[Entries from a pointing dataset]

......

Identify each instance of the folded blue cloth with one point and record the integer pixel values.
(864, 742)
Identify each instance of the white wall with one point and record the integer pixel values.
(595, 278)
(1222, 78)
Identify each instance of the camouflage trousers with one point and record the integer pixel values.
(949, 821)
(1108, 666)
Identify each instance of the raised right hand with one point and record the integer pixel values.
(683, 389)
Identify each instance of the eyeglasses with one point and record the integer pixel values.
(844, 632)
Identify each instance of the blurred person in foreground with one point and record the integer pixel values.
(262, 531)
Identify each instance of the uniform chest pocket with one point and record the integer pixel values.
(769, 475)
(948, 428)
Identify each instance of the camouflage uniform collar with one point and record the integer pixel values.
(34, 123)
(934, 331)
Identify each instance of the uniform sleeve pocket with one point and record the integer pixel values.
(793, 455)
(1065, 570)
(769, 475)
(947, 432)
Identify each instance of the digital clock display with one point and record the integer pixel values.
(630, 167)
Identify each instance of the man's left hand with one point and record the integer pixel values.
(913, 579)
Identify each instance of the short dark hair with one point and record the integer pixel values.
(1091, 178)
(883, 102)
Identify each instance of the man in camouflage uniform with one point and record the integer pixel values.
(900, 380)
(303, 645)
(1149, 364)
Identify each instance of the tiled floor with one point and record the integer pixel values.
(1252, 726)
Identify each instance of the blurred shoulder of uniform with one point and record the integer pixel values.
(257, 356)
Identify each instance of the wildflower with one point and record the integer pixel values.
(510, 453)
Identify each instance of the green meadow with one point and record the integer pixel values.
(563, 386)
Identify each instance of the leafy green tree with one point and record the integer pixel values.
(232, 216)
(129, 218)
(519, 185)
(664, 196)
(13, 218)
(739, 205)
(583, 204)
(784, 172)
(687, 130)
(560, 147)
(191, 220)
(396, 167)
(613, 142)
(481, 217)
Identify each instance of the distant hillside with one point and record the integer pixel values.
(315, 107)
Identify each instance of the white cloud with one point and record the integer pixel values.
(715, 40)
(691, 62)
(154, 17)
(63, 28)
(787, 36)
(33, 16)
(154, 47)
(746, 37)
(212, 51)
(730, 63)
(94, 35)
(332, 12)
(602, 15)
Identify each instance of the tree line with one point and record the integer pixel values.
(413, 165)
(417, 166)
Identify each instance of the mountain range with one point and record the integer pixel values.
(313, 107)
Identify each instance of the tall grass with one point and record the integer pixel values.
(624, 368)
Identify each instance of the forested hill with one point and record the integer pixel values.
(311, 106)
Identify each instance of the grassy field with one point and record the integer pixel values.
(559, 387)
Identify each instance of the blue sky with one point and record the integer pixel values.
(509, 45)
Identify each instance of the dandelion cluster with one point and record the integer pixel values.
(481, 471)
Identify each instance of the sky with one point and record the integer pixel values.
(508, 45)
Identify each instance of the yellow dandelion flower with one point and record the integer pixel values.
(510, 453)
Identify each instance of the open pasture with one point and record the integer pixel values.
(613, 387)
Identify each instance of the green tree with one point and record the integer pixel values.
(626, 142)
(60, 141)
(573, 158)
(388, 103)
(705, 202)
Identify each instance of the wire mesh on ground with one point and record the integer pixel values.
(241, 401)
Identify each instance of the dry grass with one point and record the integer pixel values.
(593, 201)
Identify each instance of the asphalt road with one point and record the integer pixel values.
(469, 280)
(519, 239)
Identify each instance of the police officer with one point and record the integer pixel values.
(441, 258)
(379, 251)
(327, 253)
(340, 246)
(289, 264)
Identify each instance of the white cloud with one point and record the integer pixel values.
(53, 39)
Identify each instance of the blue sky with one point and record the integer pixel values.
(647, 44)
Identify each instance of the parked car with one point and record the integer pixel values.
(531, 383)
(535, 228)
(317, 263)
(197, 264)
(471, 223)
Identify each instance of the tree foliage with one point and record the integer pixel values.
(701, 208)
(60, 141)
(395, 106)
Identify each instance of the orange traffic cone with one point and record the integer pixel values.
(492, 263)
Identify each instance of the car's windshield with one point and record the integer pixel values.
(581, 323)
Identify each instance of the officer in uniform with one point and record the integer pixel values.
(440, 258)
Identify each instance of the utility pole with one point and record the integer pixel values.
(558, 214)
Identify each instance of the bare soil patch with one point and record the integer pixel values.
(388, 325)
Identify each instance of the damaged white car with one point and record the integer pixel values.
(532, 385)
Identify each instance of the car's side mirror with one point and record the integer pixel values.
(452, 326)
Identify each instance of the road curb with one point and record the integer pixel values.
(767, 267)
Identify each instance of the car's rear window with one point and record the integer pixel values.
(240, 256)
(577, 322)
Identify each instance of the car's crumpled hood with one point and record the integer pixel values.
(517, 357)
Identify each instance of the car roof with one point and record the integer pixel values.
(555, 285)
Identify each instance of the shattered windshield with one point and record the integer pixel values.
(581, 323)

......

§ **EXERCISE DESCRIPTION**
Reproduce every item above word for word, in the same order.

§ **TASK OUTPUT**
Identify each instance of the folded blue cloth with one point and record the integer pixel values.
(864, 742)
Identify each instance of the white wall with one point and record the integer pixel values.
(595, 278)
(1222, 78)
Identify each instance of the camouflage trousers with one point and record the integer pixel values.
(949, 821)
(1108, 666)
Identify each instance of the raised right hand with one point and record the integer pixel values.
(683, 389)
Identify each instance of the eyeglasses with one point and record the integer pixel values.
(844, 632)
Identify each instance of the blurred person in foreground with one point and record the integer pixel values.
(262, 531)
Identify each instance of the uniform chest pocket with one point and record the integer pixel values.
(769, 475)
(948, 428)
Identify each instance of the camouflage uniform collar with one point and record the integer pixel values.
(34, 123)
(934, 331)
Identify each instance of the uniform sleeve pocket with one point and record the integer pixel values.
(793, 455)
(1065, 570)
(769, 475)
(947, 432)
Identify each instance of the digital clock display with one point and record the integer pixel values.
(630, 167)
Identify each instance of the man's left hand with one point and record the integer pixel values.
(913, 579)
Identify each instance of the short dark hair with one point and record the integer pixel values.
(1091, 178)
(883, 102)
Identify each instance of the man in camouflage uniform with one point and record the integer pixel values.
(900, 380)
(303, 645)
(1149, 364)
Identify each instance of the tiled floor with one point and record the integer pixel values.
(1252, 726)
Identify each instance of the blurred shoulder of uniform with one point and record the integer pixel values.
(257, 356)
Identify each instance of the wildflower with one point and record the integer pixel values.
(510, 453)
Identify each instance of the green meadow with one point and record the integer pixel values.
(563, 386)
Identify each instance of the leafy green tree with one point and record the integer pixel values.
(232, 216)
(129, 218)
(519, 185)
(664, 196)
(13, 218)
(739, 205)
(583, 204)
(784, 172)
(687, 130)
(560, 147)
(191, 220)
(396, 167)
(613, 142)
(481, 217)
Identify each instance of the distant hillside with one point and record the integer pixel values.
(315, 107)
Identify each instance of the white cloud with one point and record the integer pixel values.
(715, 40)
(691, 62)
(154, 17)
(63, 28)
(787, 36)
(33, 16)
(154, 47)
(746, 37)
(212, 51)
(730, 63)
(94, 35)
(332, 12)
(602, 15)
Identify each instance of the tree line with one point and record the integer pixel values.
(413, 165)
(417, 166)
Identify each instance of the mountain range with one point and record the integer pixel values.
(313, 107)
Identify each instance of the tall grass with one point and record the integer pixel values.
(624, 368)
Identify each instance of the forested hill with one point and record the integer pixel values.
(311, 106)
Identify each instance of the grassy field with one point and record the integer pixel values.
(559, 387)
Identify each instance of the blue sky with one point and record the integer pixel values.
(509, 45)
Identify each instance of the dandelion cluster with one point and record the integer pixel values.
(481, 471)
Identify each instance of the sky with one point and record the integer pixel values.
(508, 45)
Identify each instance of the yellow dandelion flower with one point and record the integer pixel values.
(510, 453)
Identify each instance of the open pasture with one point and record the integer pixel values.
(613, 387)
Identify each instance of the green tree with one point and record the integer pixel values.
(626, 142)
(60, 141)
(573, 158)
(388, 103)
(705, 202)
Identify each instance of the wire mesh on ground with one point and record the integer pixel values.
(241, 401)
Identify each instance of the dry grass with one point and record the integer pixel values.
(593, 201)
Identify each instance of the asphalt road with one point and record the integer pixel values.
(469, 280)
(519, 239)
Identify each instance of the police officer with one point and record the integer pixel values.
(441, 258)
(379, 251)
(327, 253)
(340, 246)
(289, 264)
Identify each instance of the white cloud with one point and record the integer pixel values.
(53, 39)
Identify each instance of the blue sky with one point and record the integer pixel values.
(647, 44)
Identify each instance of the parked car with one point and record the integer pixel values.
(531, 383)
(535, 228)
(317, 263)
(197, 264)
(471, 223)
Identify each instance of the tree foliage with one point and record the integer pixel values.
(701, 208)
(60, 141)
(395, 106)
Identify each instance of the orange traffic cone with one point and record the integer pixel values.
(492, 263)
Identify each instance of the car's windshield with one point and record the integer pixel values.
(581, 323)
Identify each instance of the officer in uniform with one point and record the integer pixel values.
(440, 258)
Identify each instance of the utility pole with one point and record the integer pixel values.
(558, 214)
Identify each instance of the bare soil patch with one point and record the integer pixel values.
(388, 325)
Identify each instance of the damaged white car with one point and record the integer pixel values.
(532, 385)
Identify each instance of the car's side mirror with one point and record the integer pixel values.
(452, 326)
Identify each instance of the road curb with one point and record the integer pixel values.
(767, 267)
Identify each instance of the car's rear window with one point and record the integer pixel values.
(240, 256)
(577, 322)
Identify each instance of the car's crumpled hood with one point and record the integer pixel values.
(517, 357)
Identify each instance of the car roof with one point and record the integer pixel values.
(555, 285)
Identify each instance of the shattered windshield with one point and record the integer pixel values.
(581, 323)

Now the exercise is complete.